:: The problem ::
The output should consist solely of the lines running from the one that contains "Query: purple flower cluster" through the end of the records below, copied exactly.

:: Dataset entries ::
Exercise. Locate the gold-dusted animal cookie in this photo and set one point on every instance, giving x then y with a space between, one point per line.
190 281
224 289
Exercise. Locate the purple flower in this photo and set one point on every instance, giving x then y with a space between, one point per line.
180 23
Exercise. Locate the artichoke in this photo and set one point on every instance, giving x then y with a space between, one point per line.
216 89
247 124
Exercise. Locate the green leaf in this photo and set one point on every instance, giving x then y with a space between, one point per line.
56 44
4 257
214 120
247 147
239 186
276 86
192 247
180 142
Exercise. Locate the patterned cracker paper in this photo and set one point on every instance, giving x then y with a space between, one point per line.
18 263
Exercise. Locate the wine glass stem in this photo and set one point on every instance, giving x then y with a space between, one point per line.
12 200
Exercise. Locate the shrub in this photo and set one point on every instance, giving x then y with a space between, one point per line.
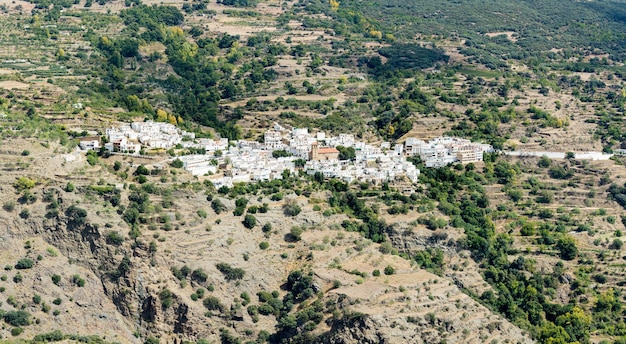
166 298
218 206
291 208
24 214
249 221
567 247
296 233
212 303
24 263
79 281
616 244
69 187
199 275
389 270
177 163
229 272
24 183
114 238
8 206
17 318
76 216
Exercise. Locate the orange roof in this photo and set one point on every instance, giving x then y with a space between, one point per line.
327 150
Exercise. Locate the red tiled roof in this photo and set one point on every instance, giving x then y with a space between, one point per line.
327 150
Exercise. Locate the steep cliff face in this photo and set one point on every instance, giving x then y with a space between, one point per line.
130 291
416 307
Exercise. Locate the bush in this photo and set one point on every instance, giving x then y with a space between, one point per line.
567 247
291 208
79 281
24 214
166 298
616 244
230 273
212 303
296 233
76 216
16 331
17 318
389 270
24 263
8 206
199 275
218 206
177 163
249 221
114 238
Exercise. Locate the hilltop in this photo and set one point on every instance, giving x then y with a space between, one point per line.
102 247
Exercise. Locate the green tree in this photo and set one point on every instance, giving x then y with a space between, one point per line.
567 247
249 221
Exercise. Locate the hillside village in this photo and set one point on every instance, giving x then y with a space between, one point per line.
283 149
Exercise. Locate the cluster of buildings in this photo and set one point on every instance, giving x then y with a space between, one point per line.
249 161
130 138
226 163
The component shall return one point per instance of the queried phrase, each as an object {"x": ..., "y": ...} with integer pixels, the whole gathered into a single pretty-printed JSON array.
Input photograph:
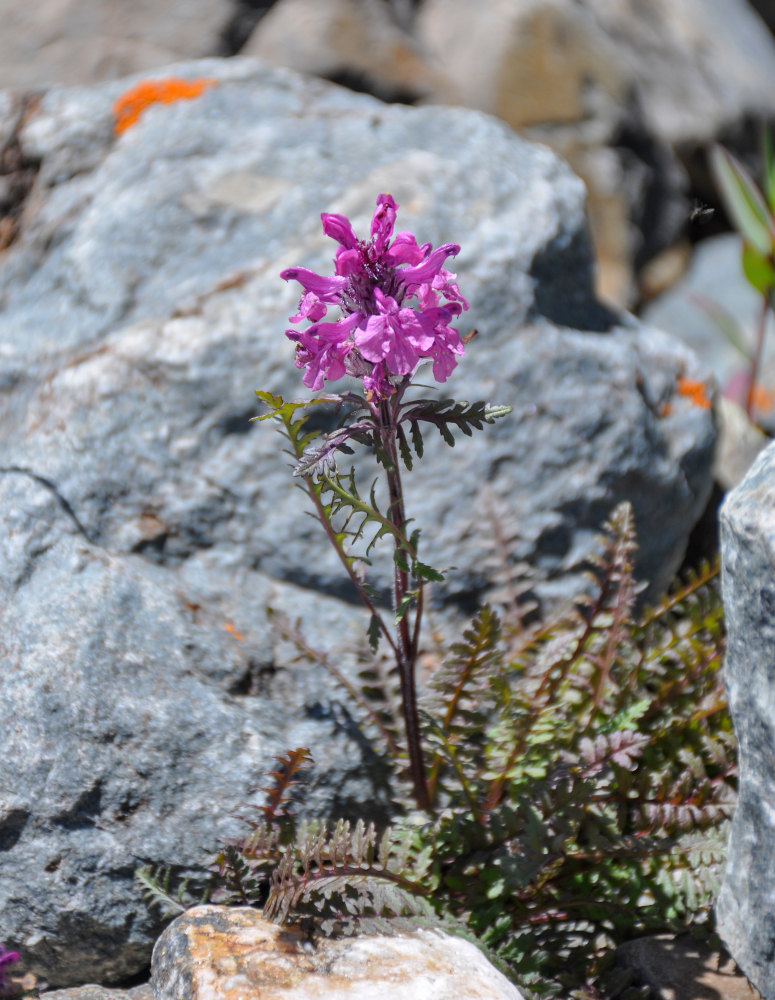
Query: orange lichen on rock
[
  {"x": 762, "y": 399},
  {"x": 230, "y": 628},
  {"x": 133, "y": 102},
  {"x": 694, "y": 390}
]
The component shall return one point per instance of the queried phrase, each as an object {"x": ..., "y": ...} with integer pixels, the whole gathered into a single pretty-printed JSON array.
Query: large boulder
[
  {"x": 209, "y": 952},
  {"x": 745, "y": 912},
  {"x": 82, "y": 41},
  {"x": 147, "y": 526},
  {"x": 629, "y": 94}
]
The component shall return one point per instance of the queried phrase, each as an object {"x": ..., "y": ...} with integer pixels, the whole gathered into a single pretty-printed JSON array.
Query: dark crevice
[
  {"x": 247, "y": 14},
  {"x": 363, "y": 83},
  {"x": 84, "y": 812},
  {"x": 63, "y": 502},
  {"x": 256, "y": 681},
  {"x": 12, "y": 827},
  {"x": 18, "y": 172}
]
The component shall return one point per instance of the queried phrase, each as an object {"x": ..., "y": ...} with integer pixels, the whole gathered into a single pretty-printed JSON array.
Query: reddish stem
[
  {"x": 757, "y": 358},
  {"x": 406, "y": 655}
]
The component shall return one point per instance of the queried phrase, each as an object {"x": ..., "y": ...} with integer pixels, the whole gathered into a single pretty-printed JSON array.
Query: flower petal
[
  {"x": 327, "y": 289},
  {"x": 339, "y": 228}
]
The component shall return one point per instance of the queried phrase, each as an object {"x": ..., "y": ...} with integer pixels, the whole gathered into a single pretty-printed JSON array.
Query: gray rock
[
  {"x": 82, "y": 41},
  {"x": 94, "y": 992},
  {"x": 715, "y": 278},
  {"x": 147, "y": 525},
  {"x": 745, "y": 915},
  {"x": 684, "y": 968}
]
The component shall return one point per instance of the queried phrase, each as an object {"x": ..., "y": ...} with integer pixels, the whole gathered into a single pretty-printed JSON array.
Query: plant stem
[
  {"x": 757, "y": 358},
  {"x": 408, "y": 638}
]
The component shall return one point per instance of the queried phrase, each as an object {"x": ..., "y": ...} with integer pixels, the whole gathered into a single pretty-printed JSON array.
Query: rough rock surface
[
  {"x": 82, "y": 41},
  {"x": 681, "y": 968},
  {"x": 211, "y": 953},
  {"x": 715, "y": 279},
  {"x": 745, "y": 917},
  {"x": 146, "y": 525},
  {"x": 361, "y": 42},
  {"x": 94, "y": 992}
]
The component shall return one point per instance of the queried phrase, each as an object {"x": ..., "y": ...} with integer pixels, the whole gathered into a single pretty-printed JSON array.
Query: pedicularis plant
[
  {"x": 572, "y": 776},
  {"x": 396, "y": 304}
]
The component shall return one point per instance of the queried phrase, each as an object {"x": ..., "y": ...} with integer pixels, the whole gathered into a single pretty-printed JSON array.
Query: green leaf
[
  {"x": 769, "y": 169},
  {"x": 758, "y": 269},
  {"x": 496, "y": 410},
  {"x": 403, "y": 447},
  {"x": 742, "y": 199},
  {"x": 417, "y": 438},
  {"x": 404, "y": 606},
  {"x": 373, "y": 633},
  {"x": 420, "y": 570},
  {"x": 726, "y": 323},
  {"x": 399, "y": 558}
]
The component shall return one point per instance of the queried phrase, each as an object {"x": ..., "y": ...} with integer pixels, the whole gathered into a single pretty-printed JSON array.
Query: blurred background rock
[{"x": 630, "y": 93}]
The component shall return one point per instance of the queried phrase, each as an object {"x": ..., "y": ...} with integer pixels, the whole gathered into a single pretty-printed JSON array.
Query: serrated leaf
[
  {"x": 400, "y": 559},
  {"x": 404, "y": 450},
  {"x": 742, "y": 199},
  {"x": 427, "y": 572},
  {"x": 374, "y": 633},
  {"x": 404, "y": 606}
]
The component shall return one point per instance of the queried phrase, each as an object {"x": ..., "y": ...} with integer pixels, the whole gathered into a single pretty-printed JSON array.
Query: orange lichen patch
[
  {"x": 694, "y": 390},
  {"x": 130, "y": 106},
  {"x": 762, "y": 399},
  {"x": 230, "y": 628}
]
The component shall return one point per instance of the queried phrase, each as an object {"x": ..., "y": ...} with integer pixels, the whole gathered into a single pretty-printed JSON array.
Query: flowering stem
[
  {"x": 408, "y": 637},
  {"x": 325, "y": 521},
  {"x": 757, "y": 359}
]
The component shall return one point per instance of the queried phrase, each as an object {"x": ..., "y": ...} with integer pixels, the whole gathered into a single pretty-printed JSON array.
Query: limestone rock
[
  {"x": 94, "y": 992},
  {"x": 745, "y": 916},
  {"x": 681, "y": 968},
  {"x": 616, "y": 88},
  {"x": 359, "y": 42},
  {"x": 715, "y": 279},
  {"x": 82, "y": 41},
  {"x": 147, "y": 525},
  {"x": 212, "y": 953}
]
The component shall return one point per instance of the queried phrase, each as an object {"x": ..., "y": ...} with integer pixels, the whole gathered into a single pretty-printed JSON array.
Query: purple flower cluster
[
  {"x": 6, "y": 958},
  {"x": 396, "y": 302}
]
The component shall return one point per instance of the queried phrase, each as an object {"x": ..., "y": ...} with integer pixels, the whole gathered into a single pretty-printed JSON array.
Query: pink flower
[
  {"x": 6, "y": 958},
  {"x": 396, "y": 301}
]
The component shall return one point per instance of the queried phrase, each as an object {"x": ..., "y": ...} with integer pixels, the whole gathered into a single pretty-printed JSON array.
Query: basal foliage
[{"x": 580, "y": 771}]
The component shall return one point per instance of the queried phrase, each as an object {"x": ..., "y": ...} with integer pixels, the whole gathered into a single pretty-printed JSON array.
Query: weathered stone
[
  {"x": 82, "y": 41},
  {"x": 93, "y": 992},
  {"x": 211, "y": 953},
  {"x": 358, "y": 42},
  {"x": 682, "y": 968},
  {"x": 715, "y": 280},
  {"x": 146, "y": 525},
  {"x": 613, "y": 87},
  {"x": 745, "y": 914}
]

:: Exercise solution ::
Query: purple flower cluster
[
  {"x": 6, "y": 958},
  {"x": 396, "y": 302}
]
The component shall return one point per instance of the queried phrase, each as an object {"x": ..., "y": ...} with integer pixels, the whole gathered into a single pretty-printed JSON array.
Query: pink flower
[
  {"x": 6, "y": 958},
  {"x": 396, "y": 301}
]
The component shall return one point per instance of the queried phrase, each as an object {"x": ..., "y": ...} with integer pixels, the whole gathered into a single pretty-printed JSON array.
Query: basal foliage
[{"x": 580, "y": 771}]
The component shall return one point per instance of the queried phrase, each as an object {"x": ..., "y": ...} with integer pixels, the whole gathered into a single pretty-printed JSON array.
Query: weathered stone
[
  {"x": 82, "y": 41},
  {"x": 93, "y": 992},
  {"x": 211, "y": 953},
  {"x": 358, "y": 42},
  {"x": 682, "y": 968},
  {"x": 715, "y": 280},
  {"x": 146, "y": 525},
  {"x": 613, "y": 87},
  {"x": 745, "y": 914}
]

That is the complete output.